### Using the information
1. Answer these questions using the account of Kamau's disappearance.
(a) Which police station did Kamau's friend say to visit?
(b) What vehicles were said to have chased Kamau?
(c) Where is the officer known for a dreadlock wig said to hail from?
2. For each statement, decide whether it agrees with the account of Kamau's disappearance. Support each answer with the deciding words from that account, quoted exactly.
(a) The two women went to Nairobi City Mortuary on Monday.
(b) Kamau worked as a commercial boda boda rider carrying passengers.
(c) Residents know the name of the officer who wears a dreadlock wig.
3. Write the part of the account of Kamau's disappearance that follows its last sentence.

┌─ Exercise passage

Then Kamau’s friend arrived at her house, gave her fare for a motorbike and told her to visit Kayole police station in Matopeni.
“It was almost midnight. At the station, I met an officer who told me they had not arrested anyone matching my husband’s description. They only had drunkards, he said. On Saturday and Sunday, we went to all the police stations looking for him. The officers would open the cells to us, but he wasn’t there,” says Anyango.
On Monday, the two women went to Nairobi City Mortuary, just in case Kamau’s body was there.
After looking at all the unknown bodies and not finding him, they left their contact and headed to the Kenyatta National Hospital (KNH) emergency unit.
However, he was not in the Intensive Care Unit (ICU) fighting for his life, and nor was he in any ward. Even at the KNH mortuary, where they thought they had a matching description, they didn’t find his body.
“We are told that he was being chased alongside another resident, by two white Probox vehicles, one with a KBL number plate. At some point, he stopped running and started walking. We are told that there was a large group of police officers at the scene and that a directive had been given to capture the two. However, he was the only one caught. The other man hid,” says Anyango.
“We have never had any issues with the police. He wasn’t a commercial boda boda rider carrying passengers, he would only do private deliveries. We are also told that the residents around protested when he was being searched and that the two men that were holding him held up their guns, causing the residents to flee,” says Waithera, Kamau’s mother.
Waithera says that one of the officers is famed for wearing a dreadlock wig, and even though no resident knows his name, most of them claim that they can identify him. The officer is said to hail from Dandora.
Enforced disappearances
These two cases, explained Irungu Houghton, the director of Amnesty International, are not isolated.

└─
┌─ Data to examine

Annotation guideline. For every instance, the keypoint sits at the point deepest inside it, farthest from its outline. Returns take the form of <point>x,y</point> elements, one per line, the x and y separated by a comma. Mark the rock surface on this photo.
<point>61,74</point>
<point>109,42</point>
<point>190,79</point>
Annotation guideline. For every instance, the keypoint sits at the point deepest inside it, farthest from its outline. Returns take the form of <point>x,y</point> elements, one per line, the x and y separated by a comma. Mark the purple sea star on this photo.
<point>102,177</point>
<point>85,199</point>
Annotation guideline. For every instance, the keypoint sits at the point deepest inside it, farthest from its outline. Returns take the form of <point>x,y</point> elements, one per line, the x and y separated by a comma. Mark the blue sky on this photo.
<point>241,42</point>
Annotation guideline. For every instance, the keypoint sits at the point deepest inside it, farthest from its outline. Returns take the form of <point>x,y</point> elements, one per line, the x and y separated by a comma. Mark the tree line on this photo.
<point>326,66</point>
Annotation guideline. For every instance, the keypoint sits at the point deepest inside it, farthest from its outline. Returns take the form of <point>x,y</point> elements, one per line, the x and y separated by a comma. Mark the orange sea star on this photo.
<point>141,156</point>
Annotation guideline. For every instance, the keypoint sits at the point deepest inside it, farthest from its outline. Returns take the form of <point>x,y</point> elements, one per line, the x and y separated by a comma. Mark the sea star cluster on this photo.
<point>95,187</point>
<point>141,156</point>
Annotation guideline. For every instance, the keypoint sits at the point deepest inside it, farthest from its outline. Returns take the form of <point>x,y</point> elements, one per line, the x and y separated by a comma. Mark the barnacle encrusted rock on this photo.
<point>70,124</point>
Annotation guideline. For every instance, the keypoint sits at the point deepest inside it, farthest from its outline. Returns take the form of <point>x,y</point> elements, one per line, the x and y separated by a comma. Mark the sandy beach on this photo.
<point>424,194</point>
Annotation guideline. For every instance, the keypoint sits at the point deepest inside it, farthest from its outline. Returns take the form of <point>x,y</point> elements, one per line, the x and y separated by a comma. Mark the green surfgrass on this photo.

└─

### Results of the tasks
1.
(a) Kayole police station in Matopeni.
(b) Two white Probox vehicles, one with a KBL number plate.
(c) Dandora.

2.
(a) Yes: "On Monday, the two women went to Nairobi City Mortuary"
(b) No: "He wasn’t a commercial boda boda rider carrying passengers, he would only do private deliveries."
(c) No: "no resident knows his name"

3.
As many as 40 cases of enforced disappearances were recorded in 2021, a steady increase from the previous years.
“These are cases in which state officers have decided that somebody is an enemy of the state, and rather than taking them through the process of investigation, prosecution and adjudication, they are arbitrarily detained, sometimes tortured and intimidated,” says Houghton.
“In 2021, we saw a spike in enforced disappearances and extrajudicial killings, 70 per cent of whom were people suspected of serious crime. The other 30 per cent were suspected of terrorism,” he says.
In November 2021, Amnesty International, together with the Law Society of Kenya (LSK) and the Supreme Council of Kenya Muslims (Supkem) visited Cabinet Secretary for Interior Fred Matiang’i to demand that the 40 cases be investigated and those abducted be released or charged in a court of law. After the meeting, 10 missing men were reunited with their families.
Houghton notes that cases of enforced disappearances keep rising because there are no tough measures taken against officers that break the law.
This is made worse by inadequate public awareness, and the failure of the country to ratify the International Convention Against Enforced Disappearance, and to operationalise the Prevention of Torture Act and Coroners Service Act, that would speak to such cases.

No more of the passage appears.